__The problem__
Switch every "pin" in the data below to "marker", then write out all of the data again with nothing else changed.

__Data lines__
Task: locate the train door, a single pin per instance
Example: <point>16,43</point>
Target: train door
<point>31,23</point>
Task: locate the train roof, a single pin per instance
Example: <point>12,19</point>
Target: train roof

__Expected answer__
Task: locate the train door, a single marker per instance
Example: <point>16,43</point>
Target: train door
<point>31,23</point>
Task: locate the train roof, a single marker per instance
Example: <point>12,19</point>
Target: train roof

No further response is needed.